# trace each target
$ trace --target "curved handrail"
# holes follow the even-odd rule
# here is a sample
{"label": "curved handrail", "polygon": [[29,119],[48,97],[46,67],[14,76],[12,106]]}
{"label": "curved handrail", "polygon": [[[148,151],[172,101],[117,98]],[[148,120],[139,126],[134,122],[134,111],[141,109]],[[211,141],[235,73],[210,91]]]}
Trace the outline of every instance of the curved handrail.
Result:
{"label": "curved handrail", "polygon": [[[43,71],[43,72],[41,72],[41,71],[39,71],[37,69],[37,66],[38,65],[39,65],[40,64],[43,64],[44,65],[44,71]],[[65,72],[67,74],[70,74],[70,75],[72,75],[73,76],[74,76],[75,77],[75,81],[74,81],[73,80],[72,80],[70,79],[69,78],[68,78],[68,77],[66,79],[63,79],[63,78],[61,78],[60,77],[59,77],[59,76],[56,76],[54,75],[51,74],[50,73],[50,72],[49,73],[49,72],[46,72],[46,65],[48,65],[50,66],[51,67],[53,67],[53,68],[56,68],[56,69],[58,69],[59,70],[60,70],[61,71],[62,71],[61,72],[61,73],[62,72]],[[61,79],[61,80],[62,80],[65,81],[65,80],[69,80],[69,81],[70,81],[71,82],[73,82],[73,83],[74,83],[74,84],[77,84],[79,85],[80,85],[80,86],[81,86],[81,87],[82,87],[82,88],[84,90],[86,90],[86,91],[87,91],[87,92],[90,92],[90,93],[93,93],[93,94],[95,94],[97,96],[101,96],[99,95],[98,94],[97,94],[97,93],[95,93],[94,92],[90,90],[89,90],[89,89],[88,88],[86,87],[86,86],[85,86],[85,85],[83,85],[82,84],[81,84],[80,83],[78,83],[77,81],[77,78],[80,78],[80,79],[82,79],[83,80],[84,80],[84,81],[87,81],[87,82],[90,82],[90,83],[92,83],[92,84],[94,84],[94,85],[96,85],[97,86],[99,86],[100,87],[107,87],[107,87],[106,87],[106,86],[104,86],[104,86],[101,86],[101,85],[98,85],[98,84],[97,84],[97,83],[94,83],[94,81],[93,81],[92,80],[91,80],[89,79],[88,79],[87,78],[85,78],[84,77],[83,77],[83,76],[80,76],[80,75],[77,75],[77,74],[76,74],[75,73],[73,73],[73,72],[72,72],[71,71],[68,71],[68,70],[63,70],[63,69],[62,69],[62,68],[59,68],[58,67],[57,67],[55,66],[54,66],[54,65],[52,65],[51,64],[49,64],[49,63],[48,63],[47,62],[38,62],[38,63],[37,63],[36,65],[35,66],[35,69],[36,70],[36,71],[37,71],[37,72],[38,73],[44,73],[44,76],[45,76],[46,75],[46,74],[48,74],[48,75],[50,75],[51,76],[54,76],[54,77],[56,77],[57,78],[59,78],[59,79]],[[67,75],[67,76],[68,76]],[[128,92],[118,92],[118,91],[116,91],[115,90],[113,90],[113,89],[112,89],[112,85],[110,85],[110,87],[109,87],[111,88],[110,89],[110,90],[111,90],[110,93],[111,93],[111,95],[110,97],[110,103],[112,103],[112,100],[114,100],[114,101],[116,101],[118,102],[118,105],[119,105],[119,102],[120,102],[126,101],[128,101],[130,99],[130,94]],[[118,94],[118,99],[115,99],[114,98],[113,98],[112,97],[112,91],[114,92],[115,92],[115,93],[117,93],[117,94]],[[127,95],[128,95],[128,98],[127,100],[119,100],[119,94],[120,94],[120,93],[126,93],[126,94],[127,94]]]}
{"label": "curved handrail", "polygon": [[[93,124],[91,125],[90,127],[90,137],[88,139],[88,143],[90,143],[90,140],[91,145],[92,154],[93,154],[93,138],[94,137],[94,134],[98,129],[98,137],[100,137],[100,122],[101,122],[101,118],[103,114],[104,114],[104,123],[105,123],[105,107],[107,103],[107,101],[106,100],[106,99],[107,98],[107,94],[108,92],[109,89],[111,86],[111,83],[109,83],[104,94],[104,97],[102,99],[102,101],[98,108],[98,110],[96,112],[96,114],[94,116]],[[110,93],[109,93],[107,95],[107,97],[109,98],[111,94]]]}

════════

* _What to do_: Pick out each line of the entries above that contains the word "target", and copy those lines.

* _Task result_:
# trace each target
$ trace --target "curved handrail"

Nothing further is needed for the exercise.